### The request
Could you copy, word for word, the lines from the one containing "Thank you for the photo. Could you point to the green" through the one containing "column 491, row 60", including both of those lines?
* start Supplied material *
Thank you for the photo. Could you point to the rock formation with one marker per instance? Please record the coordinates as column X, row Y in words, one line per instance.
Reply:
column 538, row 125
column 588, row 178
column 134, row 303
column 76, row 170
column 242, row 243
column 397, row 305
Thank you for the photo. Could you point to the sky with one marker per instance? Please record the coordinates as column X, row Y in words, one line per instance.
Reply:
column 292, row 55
* end Supplied material *
* start Supplied material *
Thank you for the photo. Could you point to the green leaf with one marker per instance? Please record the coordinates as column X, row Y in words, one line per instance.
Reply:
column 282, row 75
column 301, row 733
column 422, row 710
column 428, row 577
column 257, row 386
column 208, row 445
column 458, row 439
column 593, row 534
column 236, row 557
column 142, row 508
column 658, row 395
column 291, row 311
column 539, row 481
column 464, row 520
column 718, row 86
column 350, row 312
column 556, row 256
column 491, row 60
* end Supplied material *
* start Supplied material *
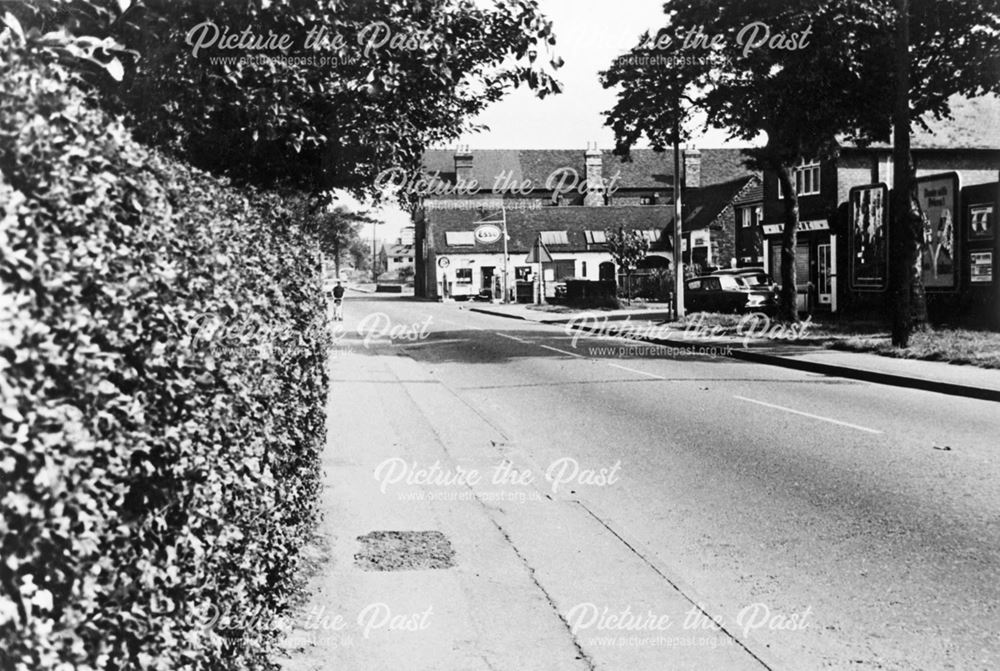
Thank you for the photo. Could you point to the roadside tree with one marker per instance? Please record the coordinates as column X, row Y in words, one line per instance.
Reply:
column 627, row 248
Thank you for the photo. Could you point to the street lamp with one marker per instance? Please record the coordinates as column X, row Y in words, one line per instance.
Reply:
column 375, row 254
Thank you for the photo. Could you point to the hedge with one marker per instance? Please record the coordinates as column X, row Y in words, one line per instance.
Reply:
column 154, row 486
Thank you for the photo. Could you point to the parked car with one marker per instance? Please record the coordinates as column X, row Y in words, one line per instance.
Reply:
* end Supplied material *
### Finished answer
Thank you for the photo. Could you point to the green leaf with one marker per instance? Please record the coordinates as column X, row Y in words, one line per instance.
Reply:
column 282, row 75
column 301, row 733
column 422, row 710
column 428, row 577
column 257, row 386
column 208, row 445
column 458, row 439
column 593, row 534
column 236, row 557
column 142, row 508
column 658, row 395
column 291, row 311
column 539, row 481
column 464, row 520
column 718, row 86
column 350, row 312
column 556, row 256
column 491, row 60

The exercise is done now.